══ TEKSTGEDEELTE ══

De locatie kent twee groepen waar kinderen van 0-13 jaar worden opgevangen. Op moment van observatie is het schoolvakantie waardoor de bezetting wat lager is. In de groepen zijn zowel baby's, dreumesen, peuters en kinderen in de onderbouwleeftijd van de basisschool aanwezig.

(6)

6 van 17 Definitief inspectierapport dagopvang jaarlijks onderzoek 26-02-2019

Loge in Huis te Scherpenzeel Indicatoren en praktijk Emotionele veiligheid

Respectvol contact

De beroepskrachten gedragen zich sensitief en responsief naar de kinderen. Zij laten actief merken dat zij het kind begrijpen en reageren daar adequaat op.

Een dreumes zit aan tafel met een bak kleurpotloden en papier. Hij haalt de potloden in en uit de doos, maar kleurt nauwelijks. Beroepskracht: 'Gaat 't goed, X? Je vindt alles erin en eruit halen veel leuker dan kleuren hè?'

Overdracht van normen en waarden

Rituelen en voorspelbaarheid

De beroepskrachten bouwen het dagprogramma op met vaste rituelen en bekende afspraken.

═══

# [OPDRACHT A]
Hoe oud zijn de kinderen die op de locatie uit het tekstgedeelte worden opgevangen?
# [OPDRACHT B]
Neem uit het tekstgedeelte het stuk van "Loge in Huis" tot en met "daar adequaat op." letterlijk over.
De lijst staat helemaal los van het tekstgedeelte.

══ GEGEVENSFRAGMENT ══

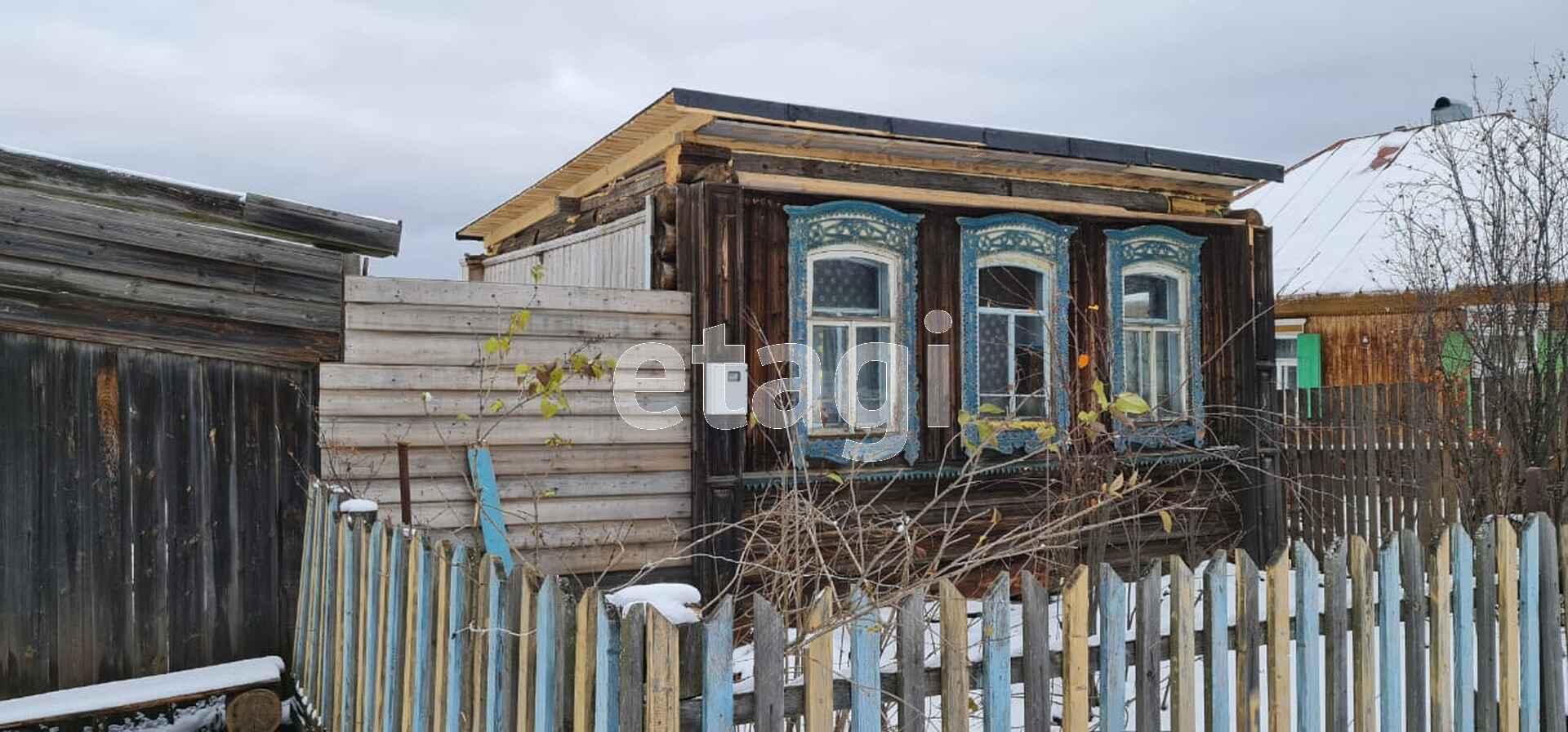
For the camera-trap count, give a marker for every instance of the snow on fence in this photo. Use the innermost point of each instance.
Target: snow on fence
(1455, 636)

═══

# [ANTWOORD A]
Van 0 tot 13 jaar.

# [ANTWOORD B]
Loge in Huis te Scherpenzeel Indicatoren en praktijk Emotionele veiligheid

Respectvol contact

De beroepskrachten gedragen zich sensitief en responsief naar de kinderen. Zij laten actief merken dat zij het kind begrijpen en reageren daar adequaat op.